### Records from a data collection
_ _ _ _ _
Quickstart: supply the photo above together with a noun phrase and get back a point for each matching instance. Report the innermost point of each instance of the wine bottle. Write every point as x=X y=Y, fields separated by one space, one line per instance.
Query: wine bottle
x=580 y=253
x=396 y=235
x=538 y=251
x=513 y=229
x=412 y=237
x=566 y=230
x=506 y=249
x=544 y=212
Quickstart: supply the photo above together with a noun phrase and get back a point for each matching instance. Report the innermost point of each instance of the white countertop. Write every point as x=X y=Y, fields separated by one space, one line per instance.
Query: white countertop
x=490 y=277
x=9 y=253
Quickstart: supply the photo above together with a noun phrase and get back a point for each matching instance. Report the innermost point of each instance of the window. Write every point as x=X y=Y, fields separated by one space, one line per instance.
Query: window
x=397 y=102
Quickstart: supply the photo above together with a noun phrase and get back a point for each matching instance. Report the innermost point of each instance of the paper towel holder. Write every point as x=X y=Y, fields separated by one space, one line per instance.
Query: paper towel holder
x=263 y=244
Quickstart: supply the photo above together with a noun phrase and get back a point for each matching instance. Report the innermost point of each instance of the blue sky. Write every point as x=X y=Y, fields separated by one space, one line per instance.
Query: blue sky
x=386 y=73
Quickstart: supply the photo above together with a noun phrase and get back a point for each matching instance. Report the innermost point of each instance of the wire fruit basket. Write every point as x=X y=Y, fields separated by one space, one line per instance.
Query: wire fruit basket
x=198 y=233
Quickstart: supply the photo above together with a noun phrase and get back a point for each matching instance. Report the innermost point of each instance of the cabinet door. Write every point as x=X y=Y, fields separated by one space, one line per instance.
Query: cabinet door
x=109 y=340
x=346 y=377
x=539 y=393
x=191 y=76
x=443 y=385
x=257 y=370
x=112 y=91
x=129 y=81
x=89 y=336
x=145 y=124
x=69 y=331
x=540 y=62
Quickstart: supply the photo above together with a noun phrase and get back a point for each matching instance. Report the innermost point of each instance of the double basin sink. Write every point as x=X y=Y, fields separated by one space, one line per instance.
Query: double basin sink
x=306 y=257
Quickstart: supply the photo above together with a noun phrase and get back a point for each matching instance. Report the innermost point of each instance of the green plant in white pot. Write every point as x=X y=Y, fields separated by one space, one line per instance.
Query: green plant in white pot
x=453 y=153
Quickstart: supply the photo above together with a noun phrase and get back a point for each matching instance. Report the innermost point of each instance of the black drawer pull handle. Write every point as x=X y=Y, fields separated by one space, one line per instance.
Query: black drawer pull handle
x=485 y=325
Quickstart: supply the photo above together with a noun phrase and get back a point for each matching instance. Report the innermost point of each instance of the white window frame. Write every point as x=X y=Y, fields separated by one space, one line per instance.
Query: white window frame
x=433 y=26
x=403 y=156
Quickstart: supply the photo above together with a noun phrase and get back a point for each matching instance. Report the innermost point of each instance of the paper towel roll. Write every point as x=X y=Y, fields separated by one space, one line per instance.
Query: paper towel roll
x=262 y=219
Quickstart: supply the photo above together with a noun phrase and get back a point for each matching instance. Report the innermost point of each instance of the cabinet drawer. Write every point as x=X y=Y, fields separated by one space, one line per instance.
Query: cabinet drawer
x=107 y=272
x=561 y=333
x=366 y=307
_ _ _ _ _
### GIVEN EXERCISE
Retype the records word for word, starting at the line containing "the cabinet drawer." and continuing through the last line of the records.

### RIGHT ANSWER
Quickstart: supply the photo above together with a noun phrase and get back a point for each matching instance. Report the innermost point of each instance of the cabinet drawer. Write every point as x=X y=Y, fields separated by one space, one line per instance.
Query: cabinet drawer
x=107 y=272
x=561 y=333
x=366 y=307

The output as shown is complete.